Gradient boosting involves three elements:

- A loss function to be optimized.
- A weak learner to make predictions.
- An additive model to add weak learners to minimize the loss function.

The loss function used depends on the type of problem being solved.

It must be differentiable, but many standard loss functions are supported and you can define your own.

For example, regression may use a squared error and classification may use logarithmic loss.

A benefit of the gradient boosting framework is that a new boosting algorithm does not have to be derived for each loss function that may want to be used, instead, it is a generic enough framework that any differentiable loss function can be used.

Decision trees are used as the weak learner in gradient boosting.

Specifically regression trees are used that output real values for splits and whose output can be added together, allowing subsequent models outputs to be added and “correct” the residuals in the predictions.

Trees are constructed in a greedy manner, choosing the best split points based on purity scores like Gini or to minimize the loss.

Initially, such as in the case of AdaBoost, very short decision trees were used that only had a single split, called a decision stump. Larger trees can be used generally with 4-to-8 levels.

It is common to constrain the weak learners in specific ways, such as a maximum number of layers, nodes, splits or leaf nodes.

This is to ensure that the learners remain weak, but can still be constructed in a greedy manner.

Trees are added one at a time, and existing trees in the model are not changed.

A gradient descent procedure is used to minimize the loss when adding trees.

Traditionally, gradient descent is used to minimize a set of parameters, such as the coefficients in a regression equation or weights in a neural network. After calculating error or loss, the weights are updated to minimize that error.

Instead of parameters, we have weak learner sub-models or more specifically decision trees. After calculating the loss, to perform the gradient descent procedure, we must add a tree to the model that reduces the loss (i.e. follow the gradient). We do this by parameterizing the tree, then modify the parameters of the tree and move in the right direction by (reducing the residual loss.

Generally this approach is called functional gradient descent or gradient descent with functions.

One way to produce a weighted combination of classifiers which optimizes [the cost] is by gradient descent in function space

— Boosting Algorithms as Gradient Descent in Function Space [PDF], 1999

The output for the new tree is then added to the output of the existing sequence of trees in an effort to correct or improve the final output of the model.

(Jobs)
a) Copy the gradient boosting article starting with "Gradient boosting involves" and going on through "use logarithmic loss.", substituting "mean absolute error" for every "squared error".
b) Carry the gradient boosting article forward, picking up after its final sentence.

(Raw data)
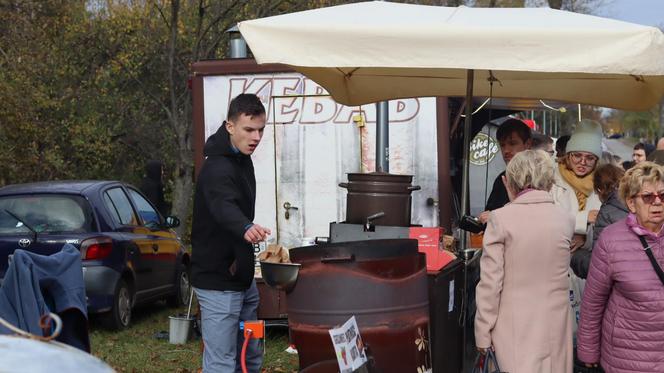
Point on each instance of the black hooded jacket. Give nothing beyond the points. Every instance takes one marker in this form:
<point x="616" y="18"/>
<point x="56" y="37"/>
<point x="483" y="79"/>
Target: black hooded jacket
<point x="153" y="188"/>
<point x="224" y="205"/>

* * *

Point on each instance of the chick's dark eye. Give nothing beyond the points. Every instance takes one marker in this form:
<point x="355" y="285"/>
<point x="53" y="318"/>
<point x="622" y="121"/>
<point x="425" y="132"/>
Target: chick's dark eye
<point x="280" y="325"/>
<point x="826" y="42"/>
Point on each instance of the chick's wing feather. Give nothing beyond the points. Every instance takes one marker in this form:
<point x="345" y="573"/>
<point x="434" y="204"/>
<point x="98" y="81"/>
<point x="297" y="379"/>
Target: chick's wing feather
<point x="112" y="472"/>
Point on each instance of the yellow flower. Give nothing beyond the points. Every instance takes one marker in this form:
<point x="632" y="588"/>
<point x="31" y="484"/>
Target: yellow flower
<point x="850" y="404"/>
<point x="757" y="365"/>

(Task-by-task outputs)
a)
Gradient boosting involves three elements:

- A loss function to be optimized.
- A weak learner to make predictions.
- An additive model to add weak learners to minimize the loss function.

The loss function used depends on the type of problem being solved.

It must be differentiable, but many standard loss functions are supported and you can define your own.

For example, regression may use a mean absolute error and classification may use logarithmic loss.

b)
A fixed number of trees are added or training stops once loss reaches an acceptable level or no longer improves on an external validation dataset.

Gradient boosting is a greedy algorithm and can overfit a training dataset quickly.

It can benefit from regularization methods that penalize various parts of the algorithm and generally improve the performance of the algorithm by reducing overfitting.

In this this section we will look at 4 enhancements to basic gradient boosting:

- Tree Constraints
- Shrinkage
- Random sampling
- Penalized Learning

It is important that the weak learners have skill but remain weak.

There are a number of ways that the trees can be constrained.

A good general heuristic is that the more constrained tree creation is, the more trees you will need in the model, and the reverse, where less constrained individual trees, the fewer trees that will be required.

Below are some constraints that can be imposed on the construction of decision trees:

**Number of trees**, generally adding more trees to the model can be very slow to overfit. The advice is to keep adding trees until no further improvement is observed.**Tree depth**, deeper trees are more complex trees and shorter trees are preferred. Generally, better results are seen with 4-8 levels.**Number of nodes or number of leaves**, like depth, this can constrain the size of the tree, but is not constrained to a symmetrical structure if other constraints are used.**Number of observations per split**imposes a minimum constraint on the amount of training data at a training node before a split can be considered**Minimim improvement to loss**is a constraint on the improvement of any split added to a tree.

The predictions of each tree are added together sequentially.

The contribution of each tree to this sum can be weighted to slow down the learning by the algorithm. This weighting is called a shrinkage or a learning rate.

Each update is simply scaled by the value of the “learning rate parameter v”

— Greedy Function Approximation: A Gradient Boosting Machine [PDF], 1999

The effect is that learning is slowed down, in turn require more trees to be added to the model, in turn taking longer to train, providing a configuration trade-off between the number of trees and learning rate.

Decreasing the value of v [the learning rate] increases the best value for M [the number of trees].

— Greedy Function Approximation: A Gradient Boosting Machine [PDF], 1999

It is common to have small values in the range of 0.1 to 0.3, as well as values less than 0.1.

Similar to a learning rate in stochastic optimization, shrinkage reduces the influence of each individual tree and leaves space for future trees to improve the model.

— Stochastic Gradient Boosting [PDF], 1999

A big insight into bagging ensembles and random forest was allowing trees to be greedily created from subsamples of the training dataset.

This same benefit can be used to reduce the correlation between the trees in the sequence in gradient boosting models.

This variation of boosting is called stochastic gradient boosting.

at each iteration a subsample of the training data is drawn at random (without replacement) from the full training dataset. The randomly selected subsample is then used, instead of the full sample, to fit the base learner.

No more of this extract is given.